**TEXTO DE LECTURA:**
▼

Kapuściński como símbolo
Disfruto
sobremanera cuando alguien, como se dice coloquialmente, pone las manos al
fuego por una figura quien, a su juicio, es admirable. El instante en el que se
baja la guardia, se adelanta una tercia, se sonríe inevitablemente o se confiesa
a los cuatro vientos que sí, es verdad, me gusta ¿y qué?, es el mejor, etcétera. Debo decir que la confesión se vuelve más emocionante
cuando la dicta una persona a la que se admira; más aún, cuando esta persona,
como se dice coloquialmente, echa toda la carne al asador para defender su
postura. Aunque no es el ejemplo más exacto, me gusta recordar a Isaac Asimov
en estos casos.
En Cien preguntas básicas sobre ciencia, se puede leer lo siguiente:
“¿Quién fue, en su opinión, el científico más grande que jamás vivió?” Y
responde Asimov:
Si la pregunta
fuese “¿Quién fue el segundo científico más grande?”, sería imposible de
contestar. Hay por lo menos una docena de hombres que, en mi opinión, podrían
aspirar a esa segunda plaza. Entre ellos figurarían, por ejemplo, Albert
Einstein [y nos quita de la boca, a quienes desconocemos verdaderamente sobre
ciencia, nuestra primera respuesta], Ernest Rutherford, Niels Bohr, Louis
Pasteur, Charles Darwin, Galileo Galilei, J. Clerk Maxwell, Arquímedes y otros.
Después Asimov se cura en salud. Dice
que eso del segundo científico es complicado, pues las credenciales de otros
tantos son tan buenas, que lo mejor sería declarar un empate entre varios,
etcétera. Viene ahora sí la respuesta:
Pero como la pregunta es “¿Quién es el más grande?”, no hay problema alguno. En mi opinión, la mayoría de los historiadores de la ciencia no dudarían en afirmar que Isaac Newton fue el talento científico más grande que jamás haya visto el mundo. Tenía sus faltas, viva el cielo: era un mal conferenciante, tenía algo de cobarde moral y de llorón autocompasivo y de vez en cuando era víctima de serias depresiones. Pero como científico no tenía igual.
Por supuesto no discutiré el asunto
de quién es el científico más grande; no estoy capacitado para ello. Me
interesa, sin embargo, la respuesta en sí, la apología ferviente e inmensurable
de una figura.
Pues bien, de los autores leídos
recientemente que he disfrutado sobremanera, qué digo sobremanera, que han
cambiado mi vida, uno de ellos es Ryszard Kapuściński, y eso que no conozco
toda su obra. Borges decía que el periodismo estaba hecho para el olvido, contrario
a la literatura; Kapuściński es la excepción a la regla. Más de uno dirá que el propio Borges leía a
escritores ingleses o norteamericanos que habían practicado el periodismo; tengo
la impresión de que esa faceta de esos escritores es rescatada, leída y
analizada sólo por especialistas. Con Kapuściński sucede algo distinto: leo sus
textos y no sé si la primera persona pertenece a la de un periodista o a un
personaje periodista que nunca alcanzamos a dibujar; si la historia está
inspirada en la vida real o la verdad es más común de lo que uno cree. Además, no importa qué libro lea de Kapuściński, siempre tengo la impresión de que hay
una sola voz narrativa, y que detrás de esa misma voz, hay personas
distintas, es decir, el tono de piel, la altura, los gestos, la manera de
caminar, de hablar, el idioma mismo parecen pertenecer a otro común. El
narrador se mimetiza; representa, en su unicidad, la totalidad de las voces;
una voz plural en un individuo. Aquel que busque a este autor camaleónico, debe
buscarlo en la multiplicidad.

▲

**DATOS PROPORCIONADOS:**

▼

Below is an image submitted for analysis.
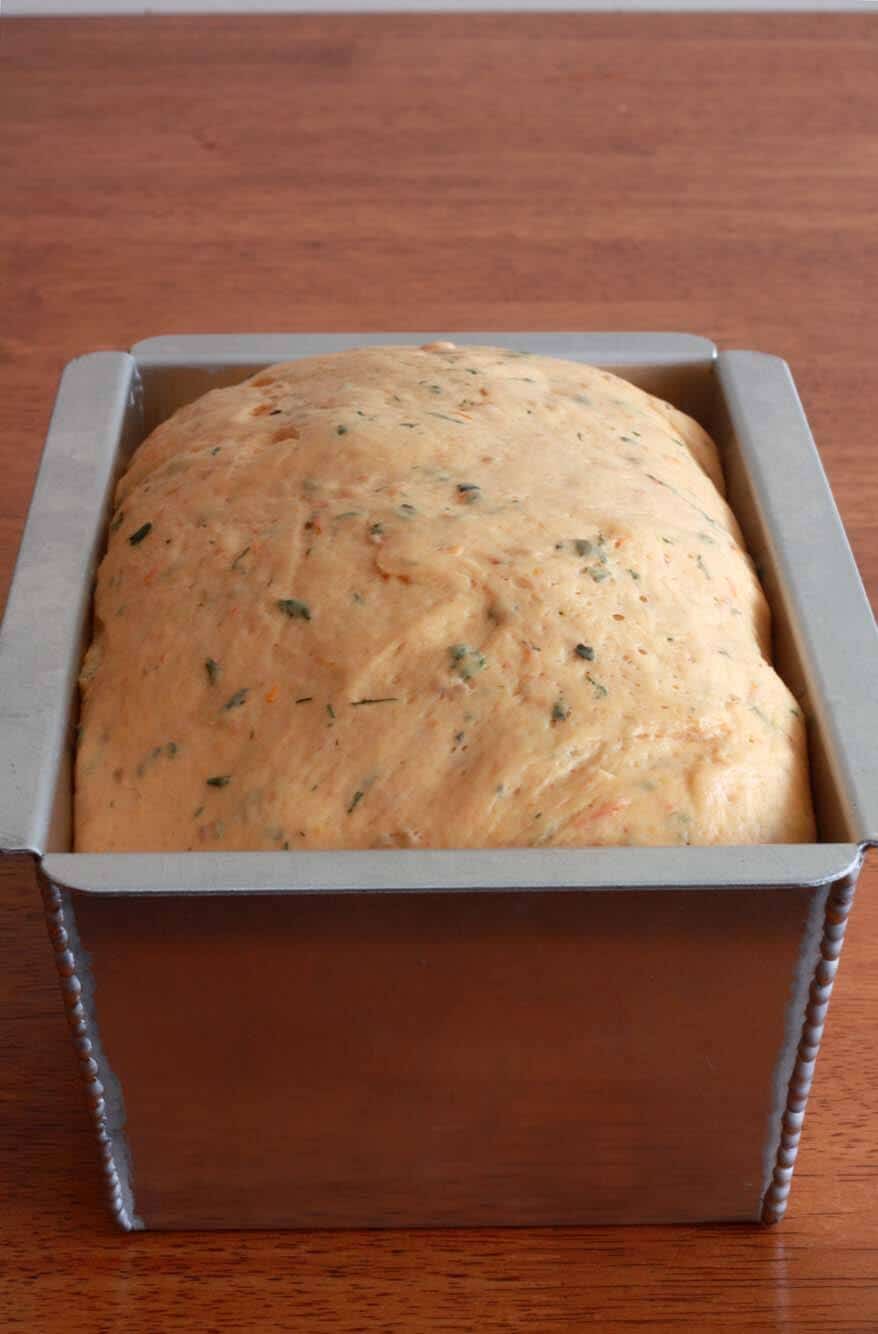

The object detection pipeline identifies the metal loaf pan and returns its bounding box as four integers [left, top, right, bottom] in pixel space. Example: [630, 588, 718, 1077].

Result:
[0, 332, 878, 1229]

▲

**OBJETIVO A:** Según el texto sobre Kapuściński, ¿qué decía Borges del periodismo?
**OBJETIVO B:** Prosigue el texto sobre Kapuściński a partir de su última oración.

**RESPUESTA ESPERADA A:** Que estaba hecho para el olvido, a diferencia de la literatura.

**RESPUESTA ESPERADA B:**
Aunada a su calidad literaria, Kapuściński
tiene otra faceta, me refiero a su narrativa histórica global. No sé si existan
estudios kapuścińskianos, pero sería bueno colorear en un mapamundi los países no
sólo que visitó —el periodismo actual coquetea con el turismo— sino que conoció
y en los que vivió por años. Se trata, pues, de un periodista, estilo y magia literarios,
que presencia momentos históricos relevantes. Si bien una parte de Occidente y
su descendencia desean olvidar estos acontecimientos (de conocerlos, creo que su
fama se tambalearía), están llenos de causas y consecuencias vitales para comprender
al otro o, digamos, a la humanidad.
Pero hay algo más con Kapuściński
que no logro definir, me refiero a su “cosmopolitismo vivencial”. Creo que la
primera palabra podría ofenderlo, pues tiene connotaciones académicas
y de cierta clase socioeconómica. Kapuściński es una especie de filósofo vívido, un
teórico experimental, un viajero académico, juez y parte de buena fe. En estos
tiempos en los que el egocentrismo, el exitosismo y el cosmopolitismo ―con
cacofonía incluida— inundan las redes sociales y el dinero se hace a costa de
la fugacidad de las cosas y el protagonismo tienta a los periodistas y las
publicaciones quedan sepultadas en el abajo de la pantalla y el diálogo tiene
de intermediario una computadora o un celular y las voces son acalladas, propongo
a Kapuściński como un símbolo o, mejor aún, un maestro de todos los tiempos.
P.D. En algún
momento pensé que Kapuściński podría compararse, qué digo compararse, superar
al mismísimo Juan Pablo II, ambos polacos; sin embargo opté por no hacerlo,
pues hubiera sido una tarea tan sencilla como determinar cuál es el científico
más grande de todos los tiempos.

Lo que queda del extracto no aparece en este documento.